> [Selected extract]:
== == ==
2017-08-31 Thread Patrik VV.
I'm just curious, how large are those sensor values, how many do you keep 
around, and to how many other robots do you intend to send them?

Could it be premature optimization? Just asking because maybe it's not worth 
the extra effort to make it zero-copy. Just copy and pass ownership to ZMQ.

Regards, Patrik

> On 31 Aug 2017, at 20:06, Thomas Rodgers  wrote:
> 
> Unfortunately that's not possible, libzmq exposes only a C API, and even 
> though it is implemented in C++, it deliberately targets pre-C++11 compilers.
== == ==
> [Records supplied]:
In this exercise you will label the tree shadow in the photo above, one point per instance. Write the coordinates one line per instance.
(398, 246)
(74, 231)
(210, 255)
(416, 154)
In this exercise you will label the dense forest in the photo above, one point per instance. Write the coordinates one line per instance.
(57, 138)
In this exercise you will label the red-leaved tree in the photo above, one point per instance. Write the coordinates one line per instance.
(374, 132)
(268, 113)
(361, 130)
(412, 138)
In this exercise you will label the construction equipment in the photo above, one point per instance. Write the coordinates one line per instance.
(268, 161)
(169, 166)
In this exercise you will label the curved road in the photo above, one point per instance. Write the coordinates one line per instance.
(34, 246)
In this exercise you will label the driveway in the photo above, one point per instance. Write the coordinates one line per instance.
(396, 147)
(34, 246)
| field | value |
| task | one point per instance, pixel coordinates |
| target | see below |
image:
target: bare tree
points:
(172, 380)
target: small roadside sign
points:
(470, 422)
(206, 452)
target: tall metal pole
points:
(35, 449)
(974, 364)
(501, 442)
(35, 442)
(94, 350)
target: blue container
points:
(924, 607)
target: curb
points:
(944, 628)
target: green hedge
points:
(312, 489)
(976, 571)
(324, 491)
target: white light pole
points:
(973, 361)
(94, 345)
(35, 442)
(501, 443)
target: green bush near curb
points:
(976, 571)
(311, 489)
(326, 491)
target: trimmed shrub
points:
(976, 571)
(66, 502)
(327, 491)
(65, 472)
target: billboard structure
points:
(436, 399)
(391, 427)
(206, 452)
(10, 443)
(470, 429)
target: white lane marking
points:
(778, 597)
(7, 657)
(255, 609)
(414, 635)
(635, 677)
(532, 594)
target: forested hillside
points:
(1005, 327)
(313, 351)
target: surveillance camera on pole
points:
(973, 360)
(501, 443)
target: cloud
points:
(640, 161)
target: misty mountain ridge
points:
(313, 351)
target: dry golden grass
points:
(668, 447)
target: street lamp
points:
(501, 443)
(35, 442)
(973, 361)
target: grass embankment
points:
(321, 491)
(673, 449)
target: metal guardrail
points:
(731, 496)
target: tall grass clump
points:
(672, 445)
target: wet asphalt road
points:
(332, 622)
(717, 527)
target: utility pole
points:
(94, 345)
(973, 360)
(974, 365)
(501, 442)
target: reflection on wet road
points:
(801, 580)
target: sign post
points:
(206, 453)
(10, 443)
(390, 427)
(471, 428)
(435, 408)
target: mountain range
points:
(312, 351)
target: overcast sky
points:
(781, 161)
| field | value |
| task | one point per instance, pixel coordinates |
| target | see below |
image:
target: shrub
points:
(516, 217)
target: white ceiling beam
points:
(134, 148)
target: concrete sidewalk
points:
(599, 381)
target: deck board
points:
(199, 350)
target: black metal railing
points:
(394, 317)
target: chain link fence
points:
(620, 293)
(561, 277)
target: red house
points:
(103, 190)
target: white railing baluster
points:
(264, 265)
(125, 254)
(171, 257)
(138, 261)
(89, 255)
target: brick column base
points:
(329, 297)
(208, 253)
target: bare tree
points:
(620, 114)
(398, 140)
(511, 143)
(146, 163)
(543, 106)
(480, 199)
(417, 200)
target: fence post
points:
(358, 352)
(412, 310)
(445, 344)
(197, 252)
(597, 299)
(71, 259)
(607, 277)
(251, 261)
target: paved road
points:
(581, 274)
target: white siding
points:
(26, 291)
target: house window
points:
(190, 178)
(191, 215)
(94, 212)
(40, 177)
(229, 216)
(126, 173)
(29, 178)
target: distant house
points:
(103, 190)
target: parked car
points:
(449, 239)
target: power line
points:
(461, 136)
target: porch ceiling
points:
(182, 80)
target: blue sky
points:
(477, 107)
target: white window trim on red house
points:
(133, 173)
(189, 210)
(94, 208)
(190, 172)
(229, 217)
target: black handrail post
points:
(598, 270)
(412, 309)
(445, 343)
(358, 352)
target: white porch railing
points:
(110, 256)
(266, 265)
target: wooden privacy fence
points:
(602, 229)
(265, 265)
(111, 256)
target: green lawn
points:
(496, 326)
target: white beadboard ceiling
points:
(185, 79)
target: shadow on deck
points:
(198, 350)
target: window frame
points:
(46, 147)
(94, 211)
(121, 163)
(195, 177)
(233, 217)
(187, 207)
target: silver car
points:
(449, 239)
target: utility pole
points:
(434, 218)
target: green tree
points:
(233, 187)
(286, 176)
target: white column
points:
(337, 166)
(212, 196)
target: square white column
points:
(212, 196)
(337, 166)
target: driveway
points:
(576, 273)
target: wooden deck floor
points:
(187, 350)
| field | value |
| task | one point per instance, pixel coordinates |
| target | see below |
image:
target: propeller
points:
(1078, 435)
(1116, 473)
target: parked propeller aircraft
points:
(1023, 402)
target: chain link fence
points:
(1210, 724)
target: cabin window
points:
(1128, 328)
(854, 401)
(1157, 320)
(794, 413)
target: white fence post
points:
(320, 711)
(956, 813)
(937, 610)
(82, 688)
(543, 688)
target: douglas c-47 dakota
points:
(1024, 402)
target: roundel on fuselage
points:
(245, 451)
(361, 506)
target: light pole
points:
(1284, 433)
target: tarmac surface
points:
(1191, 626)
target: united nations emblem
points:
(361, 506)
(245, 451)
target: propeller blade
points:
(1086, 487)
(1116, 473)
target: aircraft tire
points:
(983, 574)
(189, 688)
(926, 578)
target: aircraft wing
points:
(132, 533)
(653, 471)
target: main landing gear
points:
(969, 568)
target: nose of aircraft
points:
== == ==
> [Given exercise]: Extract the ZMQ mailing-list message from "Could it be" up to and including "targets pre-C++11 compilers.", word for word. The lines are separate material, unrelated to the ZMQ mailing-list message.

> [Complete answer]:
Could it be premature optimization? Just asking because maybe it's not worth 
the extra effort to make it zero-copy. Just copy and pass ownership to ZMQ.

Regards, Patrik

> On 31 Aug 2017, at 20:06, Thomas Rodgers  wrote:
> 
> Unfortunately that's not possible, libzmq exposes only a C API, and even 
> though it is implemented in C++, it deliberately targets pre-C++11 compilers.